**Given passage**
= Beginning of Section =
# Help Me Make Strawberry Wine



## Winemanic (Mar 29, 2017)

Hi

I now have the following ingredients, so hopefully I'll be able to make better wines. (wine-making materials are not available where I live so my previous attemts have been using bread yeast and also natural, on the fruit yeast.) 

Yeast: EC-1118
Pectic Enzyme (Powdered and drops)
K-Meta Powder
K-Sorbate
Citric and Tartaric Acids

This is what I did:

1. I started with 22lb strawberries. Stemmed and washed them, then mashed them in a food grade plastic pail. Let's say I was left with about 20lb strawberries.

2. I dissolved 3lb sugar in enough water to make approx. 4 gal must, and added it to the strawberries. 

3. Added a little less than 1/4 tsp K-Meta to the must.


This is what I intend doing:

After 12 hours, add 2 tsp pectic enzyme, let the must stay for 24 hours, then filter out some of the must using a clean (sterilized) cloth to try and take the SG, add sugar, again take SG, and repeat this painstakingly until a SG of around 1.090 was reached, before pitching in yeast.

Just a while ago I found a recipe very similar to mine on Wine Maker Magazine

It is similar to mine in that they use 25lb strawberries for a 5 gal batch, which is in the same ratio as mine (20lb in 4 gal.) I found they recommend adding 12lb sugar to their 5 gals to get the starting SG of 1.086 for 11% ABV. That would mean I should be using 2.4lb per gal. Don't you think that is an awful lot of sugar? Do you think if I add a total of 9.6lb sugar in my 4 gal must (3 of which, I have already added,) the yeast would be able to ferment all that? Lalvin EC1118 is said to have a high alcohol tolerance

Please, I need your help soon as I cannot hold the must for long without fermenting it.
= End of Section =
**Your task**
Copy out the whole strawberry wine thread word for word. Rely only on the strawberry wine thread above.

**Entries shown**
= Beginning of Section =
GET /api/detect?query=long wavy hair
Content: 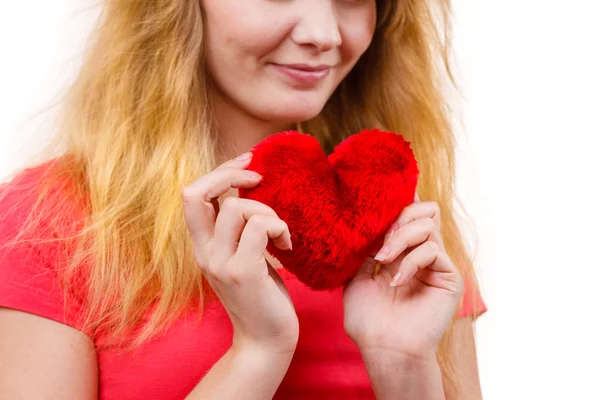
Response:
[0,0,477,391]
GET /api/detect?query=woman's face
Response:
[202,0,376,123]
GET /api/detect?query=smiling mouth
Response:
[269,63,331,85]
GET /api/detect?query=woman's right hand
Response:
[182,153,298,353]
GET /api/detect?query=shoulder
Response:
[0,160,90,332]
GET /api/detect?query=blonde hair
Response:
[1,0,476,396]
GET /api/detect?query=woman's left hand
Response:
[344,195,464,361]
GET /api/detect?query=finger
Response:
[414,190,421,203]
[212,197,279,263]
[390,241,460,290]
[375,218,444,264]
[182,167,261,243]
[215,152,253,169]
[398,201,441,230]
[235,215,292,261]
[384,201,442,241]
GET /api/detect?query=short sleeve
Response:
[455,279,487,319]
[0,164,88,336]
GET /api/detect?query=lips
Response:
[270,63,331,86]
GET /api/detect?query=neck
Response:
[213,88,294,164]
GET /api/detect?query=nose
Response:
[291,0,342,52]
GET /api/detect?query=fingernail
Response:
[390,271,402,287]
[237,152,252,161]
[383,222,400,242]
[375,246,390,261]
[244,171,262,180]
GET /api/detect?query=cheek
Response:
[341,7,377,63]
[206,4,285,74]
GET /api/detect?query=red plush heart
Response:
[239,130,419,290]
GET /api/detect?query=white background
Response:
[0,0,600,400]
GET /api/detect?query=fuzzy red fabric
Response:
[239,130,419,290]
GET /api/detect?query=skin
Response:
[0,0,481,399]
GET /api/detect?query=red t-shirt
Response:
[0,163,486,400]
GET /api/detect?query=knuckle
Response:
[423,218,437,232]
[221,197,241,212]
[427,240,441,254]
[246,214,268,231]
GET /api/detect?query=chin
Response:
[255,100,325,124]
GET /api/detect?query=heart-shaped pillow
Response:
[239,130,419,290]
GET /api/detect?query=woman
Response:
[0,0,485,399]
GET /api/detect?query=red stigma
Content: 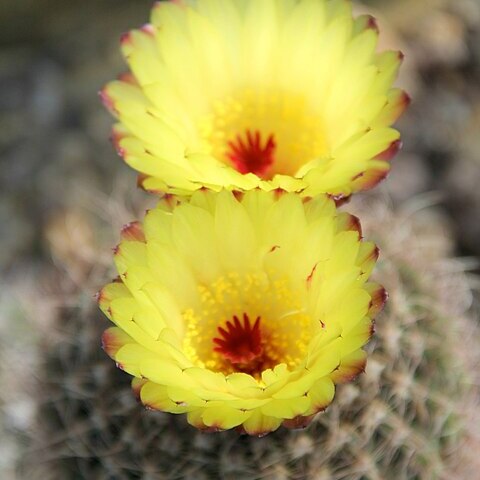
= End of Section =
**Task output**
# Help Me Make Strawberry Wine



## Winemanic (Mar 29, 2017)

Hi

I now have the following ingredients, so hopefully I'll be able to make better wines. (wine-making materials are not available where I live so my previous attemts have been using bread yeast and also natural, on the fruit yeast.) 

Yeast: EC-1118
Pectic Enzyme (Powdered and drops)
K-Meta Powder
K-Sorbate
Citric and Tartaric Acids

This is what I did:

1. I started with 22lb strawberries. Stemmed and washed them, then mashed them in a food grade plastic pail. Let's say I was left with about 20lb strawberries.

2. I dissolved 3lb sugar in enough water to make approx. 4 gal must, and added it to the strawberries. 

3. Added a little less than 1/4 tsp K-Meta to the must.


This is what I intend doing:

After 12 hours, add 2 tsp pectic enzyme, let the must stay for 24 hours, then filter out some of the must using a clean (sterilized) cloth to try and take the SG, add sugar, again take SG, and repeat this painstakingly until a SG of around 1.090 was reached, before pitching in yeast.

Just a while ago I found a recipe very similar to mine on Wine Maker Magazine

It is similar to mine in that they use 25lb strawberries for a 5 gal batch, which is in the same ratio as mine (20lb in 4 gal.) I found they recommend adding 12lb sugar to their 5 gals to get the starting SG of 1.086 for 11% ABV. That would mean I should be using 2.4lb per gal. Don't you think that is an awful lot of sugar? Do you think if I add a total of 9.6lb sugar in my 4 gal must (3 of which, I have already added,) the yeast would be able to ferment all that? Lalvin EC1118 is said to have a high alcohol tolerance

Please, I need your help soon as I cannot hold the must for long without fermenting it.